— PROMPT —
Transcribe the entries that follow exactly as they appear, minus pictures.
## START GIVEN RECORDS
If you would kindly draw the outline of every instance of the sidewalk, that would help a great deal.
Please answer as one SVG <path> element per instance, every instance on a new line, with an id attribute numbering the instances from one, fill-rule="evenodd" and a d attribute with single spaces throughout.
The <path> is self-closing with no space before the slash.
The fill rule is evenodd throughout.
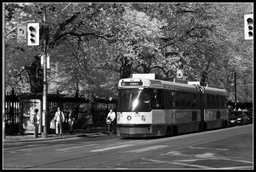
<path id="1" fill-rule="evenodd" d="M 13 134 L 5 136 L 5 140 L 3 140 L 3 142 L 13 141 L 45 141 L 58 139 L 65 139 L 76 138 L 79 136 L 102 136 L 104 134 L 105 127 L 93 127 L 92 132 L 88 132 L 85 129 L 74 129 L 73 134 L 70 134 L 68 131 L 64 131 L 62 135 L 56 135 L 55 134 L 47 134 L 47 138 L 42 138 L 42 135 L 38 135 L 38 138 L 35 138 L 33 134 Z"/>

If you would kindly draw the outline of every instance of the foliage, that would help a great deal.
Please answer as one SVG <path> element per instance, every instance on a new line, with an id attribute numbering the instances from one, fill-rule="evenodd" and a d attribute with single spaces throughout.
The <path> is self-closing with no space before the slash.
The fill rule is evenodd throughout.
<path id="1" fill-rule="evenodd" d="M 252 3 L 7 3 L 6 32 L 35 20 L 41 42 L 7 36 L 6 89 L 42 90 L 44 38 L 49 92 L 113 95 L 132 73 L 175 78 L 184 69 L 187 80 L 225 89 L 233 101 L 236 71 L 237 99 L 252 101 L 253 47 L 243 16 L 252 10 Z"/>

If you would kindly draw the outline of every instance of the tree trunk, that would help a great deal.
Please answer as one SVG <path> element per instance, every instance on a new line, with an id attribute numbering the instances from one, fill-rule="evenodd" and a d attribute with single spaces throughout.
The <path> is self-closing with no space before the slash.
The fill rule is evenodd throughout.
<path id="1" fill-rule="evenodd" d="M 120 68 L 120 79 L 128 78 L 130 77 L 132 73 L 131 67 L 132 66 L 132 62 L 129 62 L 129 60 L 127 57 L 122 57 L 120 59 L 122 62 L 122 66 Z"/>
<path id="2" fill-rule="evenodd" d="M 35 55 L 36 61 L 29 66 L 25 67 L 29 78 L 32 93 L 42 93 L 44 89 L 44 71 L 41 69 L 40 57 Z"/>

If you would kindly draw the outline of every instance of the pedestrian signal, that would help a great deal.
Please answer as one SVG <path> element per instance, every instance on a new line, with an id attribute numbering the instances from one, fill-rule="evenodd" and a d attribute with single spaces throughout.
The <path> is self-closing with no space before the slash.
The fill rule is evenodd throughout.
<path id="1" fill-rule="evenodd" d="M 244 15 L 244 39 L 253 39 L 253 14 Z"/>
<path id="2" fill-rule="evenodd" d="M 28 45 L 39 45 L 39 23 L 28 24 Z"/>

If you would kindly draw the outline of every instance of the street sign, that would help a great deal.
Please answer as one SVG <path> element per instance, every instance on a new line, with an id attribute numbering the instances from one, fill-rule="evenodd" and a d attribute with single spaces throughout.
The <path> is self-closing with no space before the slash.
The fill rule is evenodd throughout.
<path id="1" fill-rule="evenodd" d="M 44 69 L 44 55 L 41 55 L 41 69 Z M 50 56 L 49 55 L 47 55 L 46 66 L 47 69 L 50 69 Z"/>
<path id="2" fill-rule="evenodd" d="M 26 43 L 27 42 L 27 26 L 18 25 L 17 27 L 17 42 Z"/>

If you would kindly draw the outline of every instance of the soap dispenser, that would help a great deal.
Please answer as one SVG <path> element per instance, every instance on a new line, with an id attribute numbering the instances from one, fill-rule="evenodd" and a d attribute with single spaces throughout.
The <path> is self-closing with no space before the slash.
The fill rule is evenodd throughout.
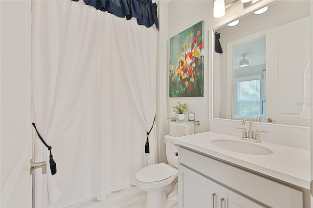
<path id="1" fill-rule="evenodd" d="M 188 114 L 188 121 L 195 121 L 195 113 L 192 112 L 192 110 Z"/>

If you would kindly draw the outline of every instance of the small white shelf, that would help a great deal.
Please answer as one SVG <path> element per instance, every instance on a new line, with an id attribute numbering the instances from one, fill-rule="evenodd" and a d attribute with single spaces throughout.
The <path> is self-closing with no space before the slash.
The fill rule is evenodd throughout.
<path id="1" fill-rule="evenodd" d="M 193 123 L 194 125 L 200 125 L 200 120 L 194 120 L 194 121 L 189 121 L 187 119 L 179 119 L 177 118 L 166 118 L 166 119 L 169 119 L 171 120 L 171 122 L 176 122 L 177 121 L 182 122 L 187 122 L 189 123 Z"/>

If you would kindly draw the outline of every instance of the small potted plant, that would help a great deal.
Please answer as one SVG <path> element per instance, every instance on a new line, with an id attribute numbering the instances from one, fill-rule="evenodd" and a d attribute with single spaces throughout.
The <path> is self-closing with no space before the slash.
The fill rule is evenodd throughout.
## END GIVEN RECORDS
— FULL ANSWER —
If you would kindly draw the outline of every instance of the sidewalk, that would help a great deal.
Please answer as one SVG <path> element per instance, every instance on a new line, with an id attribute numbering the instances from one, fill-rule="evenodd" and a d attribute with single spaces throughout.
The <path> is self-closing with no space before the slash.
The fill rule is evenodd throughout.
<path id="1" fill-rule="evenodd" d="M 13 134 L 5 136 L 5 140 L 3 140 L 3 142 L 13 141 L 45 141 L 58 139 L 65 139 L 76 138 L 79 136 L 102 136 L 104 134 L 105 127 L 93 127 L 92 132 L 88 132 L 85 129 L 74 129 L 73 134 L 70 134 L 68 131 L 64 131 L 62 135 L 56 135 L 55 134 L 47 134 L 47 138 L 42 138 L 42 135 L 38 135 L 38 138 L 35 138 L 33 134 Z"/>

If you would kindly draw the outline of every instance of the foliage, that would help a great deal.
Please answer as one SVG <path> element per instance, every instance on a new line, with an id attribute numbering the instances from one, fill-rule="evenodd" and a d attribute with single spaces throughout.
The <path> is self-closing with no space before the slash.
The fill rule is evenodd throughout.
<path id="1" fill-rule="evenodd" d="M 252 3 L 7 3 L 6 32 L 35 20 L 41 42 L 7 36 L 6 89 L 42 90 L 44 38 L 49 92 L 113 95 L 132 73 L 175 78 L 184 69 L 187 80 L 225 89 L 233 101 L 236 71 L 237 99 L 252 101 L 253 47 L 243 16 L 252 10 Z"/>

If you would kindly draw the outline of every instance of the tree trunk, that would help a great deal.
Please answer as one SVG <path> element per instance, every instance on a new line, with an id attribute numbering the instances from one, fill-rule="evenodd" and a d attribute with single spaces throughout.
The <path> is self-closing with no space before the slash.
The fill rule is evenodd throughout.
<path id="1" fill-rule="evenodd" d="M 120 68 L 120 79 L 128 78 L 130 77 L 132 73 L 131 67 L 132 66 L 132 62 L 129 62 L 129 60 L 127 57 L 122 57 L 120 59 L 122 62 L 122 66 Z"/>
<path id="2" fill-rule="evenodd" d="M 35 55 L 36 61 L 29 66 L 25 67 L 29 78 L 32 93 L 42 93 L 44 89 L 44 71 L 41 69 L 40 57 Z"/>

If you would kindly draw the outline of every instance of the pedestrian signal, that would help a great deal.
Please answer as one SVG <path> element per instance, every instance on a new line, with an id attribute numbering the instances from one, fill-rule="evenodd" and a d attribute with single spaces throughout.
The <path> is self-closing with no space before the slash.
The fill rule is evenodd throughout.
<path id="1" fill-rule="evenodd" d="M 244 15 L 244 39 L 253 39 L 253 14 Z"/>
<path id="2" fill-rule="evenodd" d="M 28 45 L 39 45 L 39 23 L 28 24 Z"/>

If you would kindly draw the outline of every instance of the street sign, that would help a great deal.
Please answer as one SVG <path> element per instance, every instance on a new line, with an id attribute numbering the instances from one, fill-rule="evenodd" and a d attribute with single spaces throughout.
The <path> is self-closing with no space before the slash.
The fill rule is evenodd throughout.
<path id="1" fill-rule="evenodd" d="M 44 69 L 44 55 L 41 55 L 41 69 Z M 50 56 L 49 55 L 47 55 L 46 66 L 47 69 L 50 69 Z"/>
<path id="2" fill-rule="evenodd" d="M 26 43 L 27 42 L 27 26 L 18 25 L 17 27 L 17 42 Z"/>

If you would kindly draw the outline of every instance of the soap dispenser, that would help a great deal.
Please answer as one SVG <path> element per instance, every instance on a new line, with an id attribute numbering the instances from one, fill-rule="evenodd" and a d attribute with single spaces throughout.
The <path> is self-closing with no space before the slash.
The fill rule is evenodd throughout.
<path id="1" fill-rule="evenodd" d="M 188 114 L 188 121 L 195 121 L 195 113 L 192 112 L 192 110 Z"/>

If you would kindly draw the outline of every instance of the small white shelf, that would help a great deal.
Please answer as one SVG <path> element per instance, every instance on a new line, with an id attribute numbering the instances from one, fill-rule="evenodd" and a d attribute with single spaces throughout.
The <path> is self-closing with no space before the slash.
The fill rule is evenodd throughout.
<path id="1" fill-rule="evenodd" d="M 193 123 L 194 125 L 200 125 L 200 120 L 194 120 L 194 121 L 189 121 L 187 119 L 179 119 L 177 118 L 166 118 L 166 119 L 169 119 L 171 120 L 171 122 L 176 122 L 177 121 L 182 122 L 187 122 L 189 123 Z"/>

If you would kindly draw the outline of every instance of the small potted plant, that would help a great deal.
Please answer as one SVG <path> element per instance, every instance on a new line, with an id attribute numbering the instances from one, fill-rule="evenodd" and a d attribute with single spaces throughout.
The <path> is self-closing with no space before the slash.
The fill rule is evenodd throughout.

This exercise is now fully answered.